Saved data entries
++++++++++++++++++++
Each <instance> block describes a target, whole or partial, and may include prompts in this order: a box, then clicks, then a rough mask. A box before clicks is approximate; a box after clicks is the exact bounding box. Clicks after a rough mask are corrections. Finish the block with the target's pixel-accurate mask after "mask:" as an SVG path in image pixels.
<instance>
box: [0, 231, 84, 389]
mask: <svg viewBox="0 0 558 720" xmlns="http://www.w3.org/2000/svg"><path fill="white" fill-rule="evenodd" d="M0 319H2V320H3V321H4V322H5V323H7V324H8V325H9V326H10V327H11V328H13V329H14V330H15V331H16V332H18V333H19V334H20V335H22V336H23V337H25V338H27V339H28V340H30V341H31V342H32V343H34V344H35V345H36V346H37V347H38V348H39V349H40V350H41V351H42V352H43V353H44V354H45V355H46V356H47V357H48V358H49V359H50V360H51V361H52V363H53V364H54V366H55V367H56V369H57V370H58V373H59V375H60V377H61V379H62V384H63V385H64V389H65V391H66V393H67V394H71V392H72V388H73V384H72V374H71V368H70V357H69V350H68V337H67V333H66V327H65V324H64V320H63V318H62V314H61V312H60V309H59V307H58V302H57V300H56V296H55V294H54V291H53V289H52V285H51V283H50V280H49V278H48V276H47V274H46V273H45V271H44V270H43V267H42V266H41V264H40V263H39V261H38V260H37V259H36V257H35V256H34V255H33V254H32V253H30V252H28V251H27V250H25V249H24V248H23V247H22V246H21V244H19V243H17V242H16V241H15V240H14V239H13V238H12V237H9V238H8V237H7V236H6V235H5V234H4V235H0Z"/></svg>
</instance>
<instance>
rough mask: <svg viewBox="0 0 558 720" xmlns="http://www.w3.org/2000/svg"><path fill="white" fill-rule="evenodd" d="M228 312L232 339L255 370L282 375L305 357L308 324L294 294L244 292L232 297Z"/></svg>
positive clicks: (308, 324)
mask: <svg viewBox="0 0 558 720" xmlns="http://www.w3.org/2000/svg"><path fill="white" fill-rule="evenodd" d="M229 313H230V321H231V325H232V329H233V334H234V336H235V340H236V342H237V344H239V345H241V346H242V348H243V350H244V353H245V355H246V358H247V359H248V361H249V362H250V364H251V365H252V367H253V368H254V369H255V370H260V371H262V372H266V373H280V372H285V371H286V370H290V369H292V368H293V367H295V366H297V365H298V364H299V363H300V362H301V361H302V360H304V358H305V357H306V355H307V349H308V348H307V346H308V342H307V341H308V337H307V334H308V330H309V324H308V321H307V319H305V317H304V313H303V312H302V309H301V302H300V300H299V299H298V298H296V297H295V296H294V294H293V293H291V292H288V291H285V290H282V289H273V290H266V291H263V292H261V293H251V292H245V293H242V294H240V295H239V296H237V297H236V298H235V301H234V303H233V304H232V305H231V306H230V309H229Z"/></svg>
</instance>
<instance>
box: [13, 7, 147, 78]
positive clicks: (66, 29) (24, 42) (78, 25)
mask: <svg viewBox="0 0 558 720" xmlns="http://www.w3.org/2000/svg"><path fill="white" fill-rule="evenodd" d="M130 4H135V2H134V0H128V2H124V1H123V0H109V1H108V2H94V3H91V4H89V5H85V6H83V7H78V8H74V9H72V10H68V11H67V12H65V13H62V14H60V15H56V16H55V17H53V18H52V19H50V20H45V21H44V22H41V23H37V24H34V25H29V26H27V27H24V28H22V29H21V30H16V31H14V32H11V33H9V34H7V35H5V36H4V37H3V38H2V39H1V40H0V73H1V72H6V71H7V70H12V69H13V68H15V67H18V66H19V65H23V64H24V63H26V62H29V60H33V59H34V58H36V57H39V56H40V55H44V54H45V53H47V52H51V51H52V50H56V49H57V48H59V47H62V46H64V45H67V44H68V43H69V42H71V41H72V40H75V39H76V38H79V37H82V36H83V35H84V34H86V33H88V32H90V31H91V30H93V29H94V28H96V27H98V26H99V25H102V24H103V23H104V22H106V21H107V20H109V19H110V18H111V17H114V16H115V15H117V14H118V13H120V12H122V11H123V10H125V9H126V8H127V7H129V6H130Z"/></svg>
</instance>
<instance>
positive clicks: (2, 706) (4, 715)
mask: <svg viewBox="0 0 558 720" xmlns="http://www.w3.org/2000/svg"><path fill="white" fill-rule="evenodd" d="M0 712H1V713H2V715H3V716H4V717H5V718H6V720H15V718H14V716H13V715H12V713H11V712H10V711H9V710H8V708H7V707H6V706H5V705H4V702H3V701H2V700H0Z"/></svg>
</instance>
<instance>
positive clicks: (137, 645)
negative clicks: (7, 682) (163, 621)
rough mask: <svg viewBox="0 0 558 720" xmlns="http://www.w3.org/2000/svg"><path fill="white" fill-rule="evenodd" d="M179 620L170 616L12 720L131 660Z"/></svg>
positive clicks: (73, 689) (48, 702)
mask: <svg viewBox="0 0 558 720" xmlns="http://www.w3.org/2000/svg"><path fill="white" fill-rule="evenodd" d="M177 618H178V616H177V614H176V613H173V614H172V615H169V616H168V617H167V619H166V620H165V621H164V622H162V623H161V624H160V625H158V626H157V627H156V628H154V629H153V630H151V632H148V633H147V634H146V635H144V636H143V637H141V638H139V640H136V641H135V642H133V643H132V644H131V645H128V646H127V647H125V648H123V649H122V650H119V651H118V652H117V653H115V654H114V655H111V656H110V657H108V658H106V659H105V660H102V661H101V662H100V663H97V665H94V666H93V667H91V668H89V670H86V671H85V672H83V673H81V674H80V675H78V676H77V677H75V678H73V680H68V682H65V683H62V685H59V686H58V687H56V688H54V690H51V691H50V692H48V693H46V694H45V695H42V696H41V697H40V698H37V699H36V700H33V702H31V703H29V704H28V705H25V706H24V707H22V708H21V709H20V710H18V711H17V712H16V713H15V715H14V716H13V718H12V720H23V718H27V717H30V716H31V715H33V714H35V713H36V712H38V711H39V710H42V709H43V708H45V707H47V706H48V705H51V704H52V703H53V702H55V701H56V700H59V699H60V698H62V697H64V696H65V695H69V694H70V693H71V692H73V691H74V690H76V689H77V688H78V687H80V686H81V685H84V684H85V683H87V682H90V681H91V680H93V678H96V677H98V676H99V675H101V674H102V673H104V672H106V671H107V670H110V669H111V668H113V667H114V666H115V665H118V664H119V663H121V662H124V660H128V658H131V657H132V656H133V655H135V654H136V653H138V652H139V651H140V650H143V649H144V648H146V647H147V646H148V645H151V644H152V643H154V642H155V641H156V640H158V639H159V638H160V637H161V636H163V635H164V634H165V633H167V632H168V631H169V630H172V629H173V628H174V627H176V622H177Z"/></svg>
++++++++++++++++++++
Write out the data again in full. Match it exactly.

Each <instance> block describes a target, whole or partial, and may include prompts in this order: a box, then clicks, then a rough mask. A box before clicks is approximate; a box after clicks is the exact bounding box. Clicks after a rough mask are corrections. Finish the block with the target's pixel-accurate mask after "mask:" as an SVG path in image pixels.
<instance>
box: [0, 231, 84, 389]
mask: <svg viewBox="0 0 558 720" xmlns="http://www.w3.org/2000/svg"><path fill="white" fill-rule="evenodd" d="M0 319H2V320H3V321H4V322H5V323H7V324H8V325H9V326H10V327H11V328H13V329H14V330H15V331H16V332H18V333H19V334H20V335H22V336H23V337H25V338H27V339H28V340H30V341H31V342H32V343H34V344H35V345H36V346H37V347H38V348H39V349H40V350H41V351H42V352H43V353H44V354H45V355H46V356H47V357H48V358H49V359H50V360H51V361H52V363H53V364H54V366H55V367H56V369H57V370H58V373H59V375H60V377H61V379H62V384H63V385H64V389H65V391H66V393H67V394H71V392H72V388H73V384H72V374H71V368H70V357H69V350H68V337H67V333H66V327H65V324H64V320H63V318H62V314H61V312H60V309H59V307H58V302H57V300H56V296H55V294H54V291H53V289H52V285H51V283H50V280H49V278H48V276H47V274H46V273H45V271H44V270H43V267H42V266H41V264H40V263H39V261H38V260H37V259H36V257H35V256H34V255H33V254H32V253H30V252H28V251H27V250H25V249H24V248H23V247H22V246H21V244H19V243H17V242H16V241H15V240H14V239H13V238H12V237H9V238H8V237H7V236H6V235H5V234H4V235H0Z"/></svg>
</instance>
<instance>
rough mask: <svg viewBox="0 0 558 720" xmlns="http://www.w3.org/2000/svg"><path fill="white" fill-rule="evenodd" d="M228 312L232 339L255 370L282 375L305 357L308 324L294 294L244 292L232 297Z"/></svg>
positive clicks: (308, 324)
mask: <svg viewBox="0 0 558 720" xmlns="http://www.w3.org/2000/svg"><path fill="white" fill-rule="evenodd" d="M229 313H230V321H231V325H232V329H233V334H234V336H235V340H236V342H237V344H239V345H241V346H242V348H243V350H244V353H245V355H246V358H247V359H248V361H249V362H250V364H251V365H252V367H253V368H254V369H255V370H260V371H262V372H266V373H280V372H285V371H286V370H290V369H292V368H293V367H295V366H297V365H298V364H299V363H300V362H301V361H302V360H304V358H305V357H306V355H307V349H308V348H307V346H308V342H307V341H308V337H307V334H308V330H309V324H308V321H307V319H305V317H304V313H303V312H302V309H301V302H300V300H299V299H298V298H296V297H295V296H294V294H293V293H291V292H288V291H285V290H282V289H273V290H266V291H263V292H261V293H251V292H245V293H242V294H240V295H239V296H237V297H236V298H235V301H234V303H233V304H232V305H231V306H230V309H229Z"/></svg>
</instance>
<instance>
box: [13, 7, 147, 78]
positive clicks: (66, 29) (24, 42) (78, 25)
mask: <svg viewBox="0 0 558 720" xmlns="http://www.w3.org/2000/svg"><path fill="white" fill-rule="evenodd" d="M130 4H135V2H134V0H128V2H124V1H123V0H109V1H108V2H94V3H91V4H89V5H85V6H83V7H78V8H74V9H72V10H68V11H67V12H65V13H62V14H60V15H56V16H55V17H53V18H52V19H50V20H45V21H44V22H41V23H37V24H34V25H29V26H27V27H24V28H22V29H21V30H16V31H14V32H11V33H9V34H7V35H5V36H4V37H3V38H2V39H1V40H0V73H1V72H6V71H7V70H12V69H13V68H15V67H18V66H19V65H23V64H24V63H26V62H29V60H33V59H34V58H36V57H39V56H40V55H44V54H45V53H47V52H51V51H52V50H56V49H57V48H59V47H62V46H64V45H67V44H68V43H69V42H71V41H72V40H75V39H76V38H79V37H82V36H83V35H84V34H86V33H88V32H90V31H91V30H93V29H94V28H96V27H98V26H99V25H102V24H103V23H104V22H106V21H107V20H109V19H110V18H111V17H114V16H115V15H117V14H118V13H120V12H122V11H123V10H125V9H126V8H127V7H129V6H130Z"/></svg>
</instance>
<instance>
positive clicks: (2, 706) (4, 715)
mask: <svg viewBox="0 0 558 720" xmlns="http://www.w3.org/2000/svg"><path fill="white" fill-rule="evenodd" d="M0 712H1V713H2V715H3V716H4V717H5V718H6V720H15V718H14V716H13V715H12V713H11V712H10V711H9V710H8V708H7V707H6V706H5V705H4V702H3V701H2V700H0Z"/></svg>
</instance>
<instance>
positive clicks: (137, 645)
negative clicks: (7, 682) (163, 621)
rough mask: <svg viewBox="0 0 558 720" xmlns="http://www.w3.org/2000/svg"><path fill="white" fill-rule="evenodd" d="M179 620L170 616L12 720L131 660Z"/></svg>
positive clicks: (73, 689) (48, 702)
mask: <svg viewBox="0 0 558 720" xmlns="http://www.w3.org/2000/svg"><path fill="white" fill-rule="evenodd" d="M177 618H178V616H177V614H176V613H173V614H172V615H169V616H168V617H167V619H166V620H165V621H164V622H162V623H161V624H160V625H158V626H157V627H156V628H154V629H153V630H151V632H148V633H147V634H146V635H144V636H143V637H141V638H139V640H136V641H135V642H133V643H132V644H131V645H128V646H127V647H125V648H123V649H122V650H119V651H118V652H117V653H115V654H114V655H111V656H110V657H108V658H106V659H105V660H102V661H101V662H100V663H97V665H94V666H93V667H91V668H89V670H86V671H85V672H83V673H81V674H80V675H78V676H77V677H75V678H73V680H68V682H65V683H62V685H59V686H58V687H56V688H54V690H51V691H50V692H48V693H46V694H45V695H42V696H41V697H40V698H37V699H36V700H33V702H31V703H29V704H28V705H25V706H24V707H22V708H21V709H20V710H18V711H17V712H16V713H15V715H14V716H13V718H12V720H23V718H27V717H30V716H31V715H33V714H35V713H36V712H38V711H39V710H42V709H43V708H45V707H47V706H48V705H51V704H52V703H53V702H55V701H56V700H59V699H60V698H62V697H64V696H65V695H69V694H70V693H71V692H73V691H74V690H76V689H77V688H78V687H80V686H81V685H84V684H85V683H87V682H90V681H91V680H93V678H96V677H98V676H99V675H101V674H102V673H104V672H106V671H107V670H110V669H111V668H113V667H114V666H115V665H118V664H119V663H121V662H124V660H128V658H131V657H132V656H133V655H135V654H136V653H138V652H139V651H140V650H143V649H144V648H146V647H147V646H148V645H151V644H152V643H154V642H155V641H156V640H158V639H159V638H160V637H161V636H163V635H164V634H165V633H167V632H168V631H169V630H172V629H173V628H174V627H176V622H177Z"/></svg>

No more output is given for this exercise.